THE EXERCISE: Transcribe all of the material exactly.

RECORDED DATA:
* * *

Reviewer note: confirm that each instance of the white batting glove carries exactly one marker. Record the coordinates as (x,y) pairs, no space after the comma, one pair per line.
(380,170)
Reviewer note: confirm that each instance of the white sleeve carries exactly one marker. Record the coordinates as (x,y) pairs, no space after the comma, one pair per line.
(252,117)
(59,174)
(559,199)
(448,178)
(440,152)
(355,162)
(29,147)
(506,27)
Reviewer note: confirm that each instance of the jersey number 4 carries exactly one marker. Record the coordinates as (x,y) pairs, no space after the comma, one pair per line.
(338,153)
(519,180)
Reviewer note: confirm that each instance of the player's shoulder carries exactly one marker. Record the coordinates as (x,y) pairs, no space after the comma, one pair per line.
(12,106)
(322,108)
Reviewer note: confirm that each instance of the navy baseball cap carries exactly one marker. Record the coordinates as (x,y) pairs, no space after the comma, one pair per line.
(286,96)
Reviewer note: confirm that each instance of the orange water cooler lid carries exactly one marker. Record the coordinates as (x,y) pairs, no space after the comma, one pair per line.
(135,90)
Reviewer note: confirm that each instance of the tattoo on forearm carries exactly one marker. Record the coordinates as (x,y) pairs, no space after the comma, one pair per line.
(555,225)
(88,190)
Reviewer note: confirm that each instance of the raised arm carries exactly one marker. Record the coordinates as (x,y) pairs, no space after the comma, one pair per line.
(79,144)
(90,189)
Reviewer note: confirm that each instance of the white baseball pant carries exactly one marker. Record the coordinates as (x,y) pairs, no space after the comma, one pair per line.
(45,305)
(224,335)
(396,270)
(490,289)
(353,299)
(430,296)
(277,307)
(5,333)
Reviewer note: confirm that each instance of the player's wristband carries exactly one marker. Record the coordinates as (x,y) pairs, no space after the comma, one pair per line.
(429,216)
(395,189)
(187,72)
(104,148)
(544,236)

* * *

WORKED SOLUTION:
Reviewer note: confirm that each instance of the white batting glove carries exactly one marker. Record the coordinates as (x,y) pairs, no space after the comma, one pair per line.
(380,170)
Reviewer note: confirm that each instance of the white sleeve carries exactly one marker. Record the coordinates as (x,y) pairs, no space after the comma, one pair per line.
(252,117)
(59,174)
(559,199)
(448,178)
(440,152)
(355,162)
(29,147)
(506,27)
Reviewer note: confirm that each instance of the jersey number 4 carries exactly one marker. Record the coordinates as (x,y) pairs, no space after the comma, one pair per line.
(338,153)
(519,180)
Reviewer note: confirm that each instance of the player's shoulder carries exactly one marker. Record the coordinates as (x,y) pairs, no space after the comma, one pair per line.
(12,106)
(322,108)
Reviewer note: confirm that each instance of the navy baseball cap carries exactly one marker. Record the coordinates as (x,y) pairs, no space after the comma, one pair per line.
(286,96)
Reviewer note: confirm that each instance of the orange water cooler lid carries exactly one marker. Record the coordinates as (x,y) pairs, no space after the comma, one pair per line.
(135,90)
Reviewer note: confirm that each instance of the tattoo on forearm carries exactly one marker. Record the coordinates as (x,y) pairs, no space after the comma, one pair per line.
(555,225)
(88,190)
Reviewer note: confirm that each instance of the raised arm carries exactly one marker. Record the coordinates as (x,y) pairs, no space after the comma, one pair per line.
(79,144)
(90,189)
Reviewer note: confirm that each instance of the white baseball pant carries exactly one marker. Record the coordinates as (x,y) pairs, no space after the comma, one pair per line.
(45,305)
(224,335)
(396,270)
(490,289)
(353,299)
(430,296)
(277,307)
(5,333)
Reviewer note: confirm that each instance of the player's wristband carries exactly one marker. Record the coordinates as (x,y) pairs, no space after the comma, one pair per line.
(429,216)
(395,189)
(187,72)
(104,148)
(544,236)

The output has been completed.